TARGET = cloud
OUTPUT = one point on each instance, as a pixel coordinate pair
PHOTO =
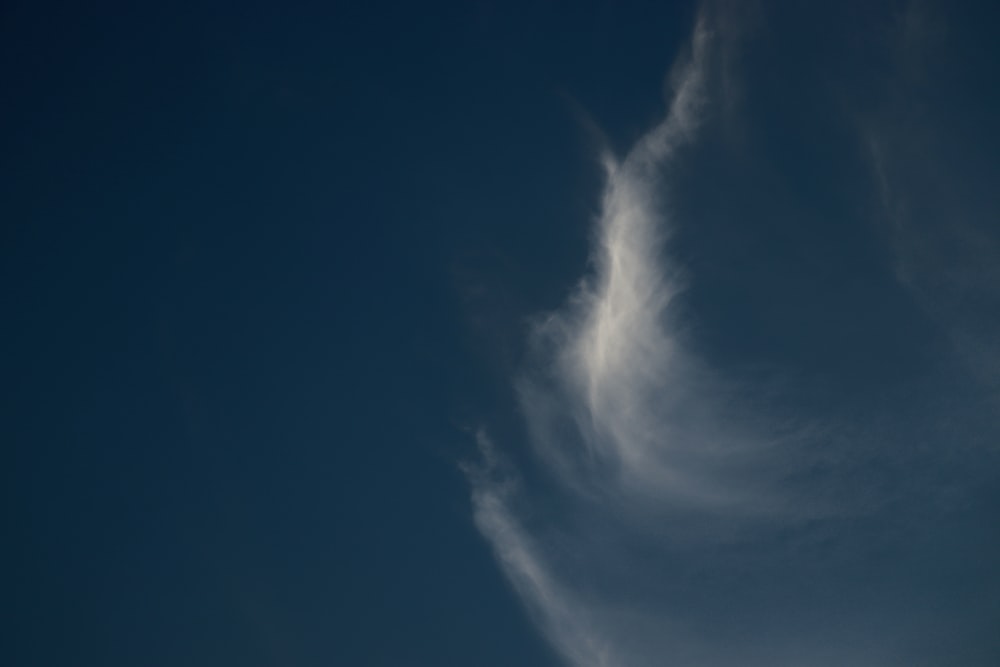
(668, 513)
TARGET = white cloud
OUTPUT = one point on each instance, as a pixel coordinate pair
(674, 518)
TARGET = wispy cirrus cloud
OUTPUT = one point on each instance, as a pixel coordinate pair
(676, 517)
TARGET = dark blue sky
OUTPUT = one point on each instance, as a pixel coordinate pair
(268, 269)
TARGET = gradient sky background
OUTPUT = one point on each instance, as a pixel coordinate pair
(275, 286)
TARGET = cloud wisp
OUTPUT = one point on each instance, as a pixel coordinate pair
(668, 506)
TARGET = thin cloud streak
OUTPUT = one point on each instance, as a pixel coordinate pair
(660, 483)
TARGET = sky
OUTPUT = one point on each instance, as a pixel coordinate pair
(588, 334)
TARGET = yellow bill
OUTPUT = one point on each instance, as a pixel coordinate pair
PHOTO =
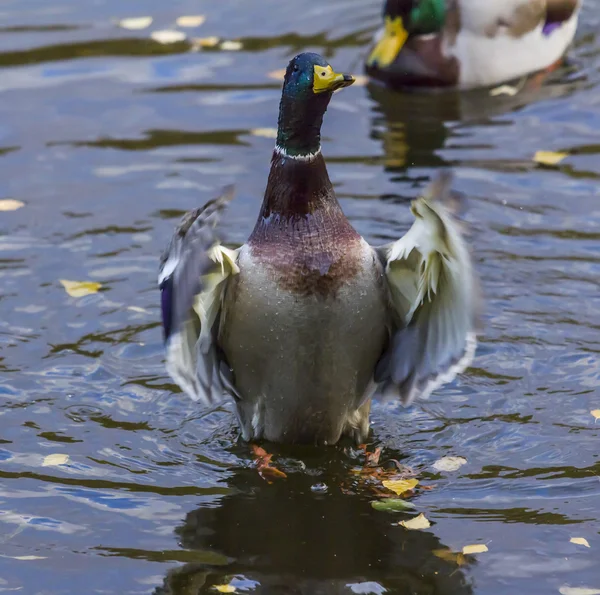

***

• [GOAL OF THE EXERCISE]:
Copy all of the records above word for word, but leave out the pictures.

• [CORRECT RESPONSE]:
TARGET = cloud
OUTPUT = one point on each instance, as a pixel coordinate pair
PHOTO =
(668, 513)
TARGET = white cloud
OUTPUT = one point on each instance, as a pixel coordinate pair
(674, 518)
TARGET = wispy cirrus cloud
OUTPUT = one point on each instance, as a pixel coordinate pair
(676, 517)
TARGET = dark blue sky
OUTPUT = one point on each instance, as a pixel coordinate pair
(268, 269)
TARGET = gradient sky background
OUTPUT = one point on each instance, as a pixel coordinate pair
(275, 286)
TARGET = cloud wisp
OUTPUT = one point on each instance, as a pixel coordinate pair
(668, 506)
TARGET = thin cloud streak
OUTPUT = one point on each instance, as a pixel coordinate pair
(660, 483)
TARGET = sky
OUTPUT = one point on each instance, as a pixel coordinate pair
(588, 334)
TARGET = yellow bill
OUTPUT = one point on each instance, as a pixel coordinate pair
PHOTO =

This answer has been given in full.